- What is being asked -
Transcribe the listing exactly, leaving out every picture.
*** Data for this task Section Begins ***
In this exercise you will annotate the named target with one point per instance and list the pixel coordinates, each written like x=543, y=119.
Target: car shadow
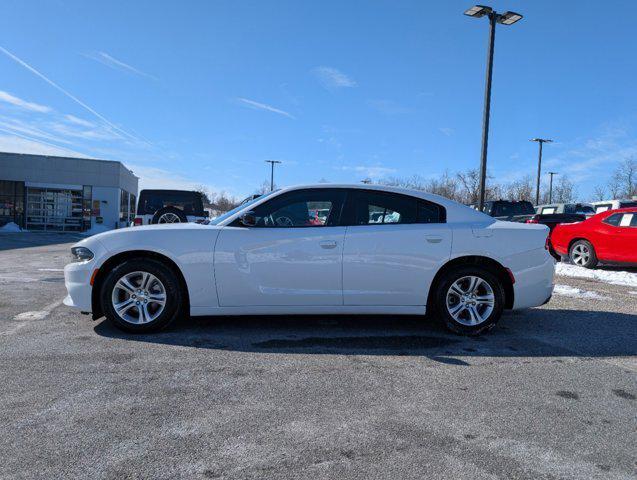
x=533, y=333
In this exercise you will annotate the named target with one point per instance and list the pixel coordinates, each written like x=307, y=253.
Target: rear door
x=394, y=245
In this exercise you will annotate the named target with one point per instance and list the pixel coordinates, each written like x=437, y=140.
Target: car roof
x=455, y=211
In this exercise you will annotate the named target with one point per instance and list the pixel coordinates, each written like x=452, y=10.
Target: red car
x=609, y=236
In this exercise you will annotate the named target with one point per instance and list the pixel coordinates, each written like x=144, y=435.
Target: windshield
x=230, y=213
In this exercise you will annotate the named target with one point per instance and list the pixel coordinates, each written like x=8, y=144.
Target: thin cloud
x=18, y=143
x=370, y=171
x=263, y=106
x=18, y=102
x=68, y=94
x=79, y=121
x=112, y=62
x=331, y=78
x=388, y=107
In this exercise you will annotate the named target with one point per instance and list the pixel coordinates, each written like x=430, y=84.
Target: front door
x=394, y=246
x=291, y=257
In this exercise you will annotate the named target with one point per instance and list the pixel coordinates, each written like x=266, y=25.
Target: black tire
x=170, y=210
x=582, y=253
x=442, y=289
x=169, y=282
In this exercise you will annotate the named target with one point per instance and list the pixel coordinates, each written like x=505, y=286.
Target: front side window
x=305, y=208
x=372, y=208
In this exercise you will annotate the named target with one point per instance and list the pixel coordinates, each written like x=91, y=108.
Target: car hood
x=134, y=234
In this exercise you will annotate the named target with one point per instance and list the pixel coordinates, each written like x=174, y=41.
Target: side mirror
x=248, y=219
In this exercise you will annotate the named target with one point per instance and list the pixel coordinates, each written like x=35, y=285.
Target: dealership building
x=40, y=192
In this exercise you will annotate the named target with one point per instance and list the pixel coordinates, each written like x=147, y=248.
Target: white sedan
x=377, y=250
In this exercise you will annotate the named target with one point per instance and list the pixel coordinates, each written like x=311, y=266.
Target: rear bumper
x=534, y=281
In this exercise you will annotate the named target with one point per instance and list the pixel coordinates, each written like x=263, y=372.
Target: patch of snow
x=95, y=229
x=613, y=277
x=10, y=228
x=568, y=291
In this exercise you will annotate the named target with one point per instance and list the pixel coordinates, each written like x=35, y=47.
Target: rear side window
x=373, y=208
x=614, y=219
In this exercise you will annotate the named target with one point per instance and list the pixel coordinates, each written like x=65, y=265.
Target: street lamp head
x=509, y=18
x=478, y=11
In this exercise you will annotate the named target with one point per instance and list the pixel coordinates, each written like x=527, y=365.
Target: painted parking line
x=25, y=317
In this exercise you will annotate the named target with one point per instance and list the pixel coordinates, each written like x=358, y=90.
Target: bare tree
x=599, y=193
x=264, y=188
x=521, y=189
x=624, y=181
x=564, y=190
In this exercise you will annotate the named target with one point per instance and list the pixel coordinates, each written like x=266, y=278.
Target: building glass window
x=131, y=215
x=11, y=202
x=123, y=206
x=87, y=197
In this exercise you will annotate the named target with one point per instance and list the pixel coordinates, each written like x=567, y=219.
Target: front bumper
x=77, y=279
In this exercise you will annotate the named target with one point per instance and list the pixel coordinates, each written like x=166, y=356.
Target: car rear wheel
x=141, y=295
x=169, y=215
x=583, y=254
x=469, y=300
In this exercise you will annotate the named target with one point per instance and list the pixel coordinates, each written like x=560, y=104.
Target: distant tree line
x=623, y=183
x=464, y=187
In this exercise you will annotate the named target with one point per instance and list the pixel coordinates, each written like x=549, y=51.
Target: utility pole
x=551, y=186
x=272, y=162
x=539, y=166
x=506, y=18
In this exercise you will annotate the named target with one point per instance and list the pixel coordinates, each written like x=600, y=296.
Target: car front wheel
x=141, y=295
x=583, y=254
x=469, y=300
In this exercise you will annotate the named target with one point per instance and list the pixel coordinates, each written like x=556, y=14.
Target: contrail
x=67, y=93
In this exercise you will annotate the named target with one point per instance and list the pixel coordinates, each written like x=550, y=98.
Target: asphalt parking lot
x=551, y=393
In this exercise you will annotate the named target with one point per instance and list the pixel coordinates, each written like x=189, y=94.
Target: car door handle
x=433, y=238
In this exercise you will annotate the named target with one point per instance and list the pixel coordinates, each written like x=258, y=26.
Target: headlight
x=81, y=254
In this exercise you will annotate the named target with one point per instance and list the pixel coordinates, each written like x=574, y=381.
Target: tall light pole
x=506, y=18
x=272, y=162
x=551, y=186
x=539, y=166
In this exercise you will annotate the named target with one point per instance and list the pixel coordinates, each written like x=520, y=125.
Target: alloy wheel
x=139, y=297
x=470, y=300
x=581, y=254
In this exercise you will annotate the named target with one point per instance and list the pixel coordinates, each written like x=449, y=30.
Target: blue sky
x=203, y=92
*** Data for this task Section Ends ***
- Task answer -
In this exercise you will annotate the named target with one point per instance and list the pixel coordinates, each written like x=543, y=119.
Target: car shadow
x=533, y=333
In this exercise you will annotate the named target with one point per instance and list the pixel coordinates, each written like x=307, y=253.
Target: rear door
x=394, y=245
In this exercise you will annotate the named target with one point per instance and list the pixel coordinates, each written like x=437, y=140.
Target: car roof
x=455, y=211
In this exercise you will annotate the named target with one point per instance and list the pixel coordinates, each written like x=452, y=10.
Target: red car
x=609, y=236
In this exercise you will annotate the named target with one point per instance and list the pixel coordinates, each written like x=144, y=435.
Target: windshield
x=230, y=213
In this exercise you will annotate the named target with one point per instance and list the pixel coordinates, each written like x=8, y=144.
Target: thin cloud
x=18, y=143
x=370, y=171
x=263, y=106
x=18, y=102
x=68, y=94
x=79, y=121
x=112, y=62
x=331, y=78
x=388, y=107
In this exercise you will annotate the named target with one point per instance and list the pixel coordinates, each written like x=430, y=84.
Target: front door
x=394, y=246
x=291, y=257
In this exercise you will annotate the named target with one point per instance and list the pixel coordinates, each written like x=266, y=25.
Target: black tire
x=170, y=210
x=582, y=253
x=442, y=289
x=169, y=282
In this exercise you will annotate the named target with one point per instance and list the pixel coordinates, each written like x=505, y=286.
Target: front side window
x=305, y=208
x=372, y=208
In this exercise you will annotate the named target with one point per instance and list the pixel coordinates, each written like x=91, y=108.
Target: car hood
x=134, y=234
In this exercise you will annotate the named target with one point per instance and list the pixel coordinates, each written like x=174, y=41.
Target: side mirror
x=248, y=219
In this exercise you will annotate the named target with one point per instance and list the pixel coordinates, each written like x=35, y=285.
Target: dealership building
x=40, y=192
In this exercise you will annotate the named target with one point per instance and list the pixel coordinates, each written like x=147, y=248.
Target: white sedan
x=377, y=250
In this exercise you will annotate the named target with one point per instance and list the pixel coordinates, each written like x=311, y=266.
Target: rear bumper
x=534, y=281
In this exercise you will annotate the named target with one point per instance and list the pixel coordinates, each written like x=263, y=372.
Target: patch of snow
x=95, y=229
x=613, y=277
x=10, y=228
x=568, y=291
In this exercise you will annotate the named target with one point per instance and list the pixel coordinates, each written like x=35, y=47.
Target: rear side window
x=373, y=208
x=614, y=219
In this exercise you will annotate the named target with one point per instance and list the pixel coordinates, each written like x=65, y=265.
Target: street lamp head
x=509, y=18
x=478, y=11
In this exercise you will annotate the named target with one point per instance and list the pixel coordinates, each written like x=527, y=365.
Target: painted parking line
x=25, y=317
In this exercise you will annotate the named target with one point per instance and list the pixel coordinates, each written like x=358, y=90.
Target: bare tree
x=599, y=193
x=264, y=188
x=521, y=189
x=624, y=181
x=564, y=190
In this exercise you will annotate the named target with one point per instance and list the pixel coordinates, each written like x=266, y=278.
Target: building glass window
x=131, y=215
x=11, y=202
x=123, y=206
x=87, y=197
In this exercise you will annotate the named target with one point per instance and list the pixel coordinates, each written like x=567, y=219.
Target: front bumper
x=77, y=279
In this exercise you will annotate the named target with one point per instance and list the pixel coordinates, each written like x=166, y=356.
Target: car rear wheel
x=141, y=295
x=169, y=215
x=583, y=254
x=469, y=300
In this exercise you will annotate the named target with one point per instance and list the pixel coordinates, each written like x=560, y=104.
Target: distant tree line
x=623, y=183
x=464, y=187
In this exercise you will annotate the named target with one point per instance and list the pixel coordinates, each written like x=549, y=51.
Target: utility pole
x=551, y=186
x=272, y=162
x=539, y=166
x=506, y=18
In this exercise you will annotate the named target with one point per instance and list the pixel coordinates, each written like x=600, y=296.
Target: car front wheel
x=141, y=295
x=583, y=254
x=469, y=300
In this exercise you will annotate the named target with one point per instance and list the pixel coordinates, each written like x=556, y=14.
Target: contrail
x=67, y=93
In this exercise you will annotate the named target with one point per instance and list the pixel coordinates, each written like x=550, y=98.
Target: asphalt parking lot
x=551, y=393
In this exercise you will annotate the named target with one point per instance and list the pixel coordinates, each written like x=189, y=94.
Target: car door handle
x=433, y=238
In this exercise you will annotate the named target with one point per instance and list the pixel coordinates, each written like x=258, y=26.
Target: headlight
x=81, y=254
In this exercise you will annotate the named target with one point per instance and list the pixel coordinates, each written like x=574, y=381.
Target: tall light pole
x=506, y=18
x=272, y=162
x=551, y=186
x=539, y=166
In this exercise you will annotate the named target with one point per instance and list the pixel coordinates, each written like x=520, y=125.
Target: alloy wheel
x=139, y=297
x=470, y=300
x=581, y=254
In this exercise you will annotate the named target with one point per instance and list the pixel coordinates, each written like x=449, y=30.
Target: blue sky
x=203, y=92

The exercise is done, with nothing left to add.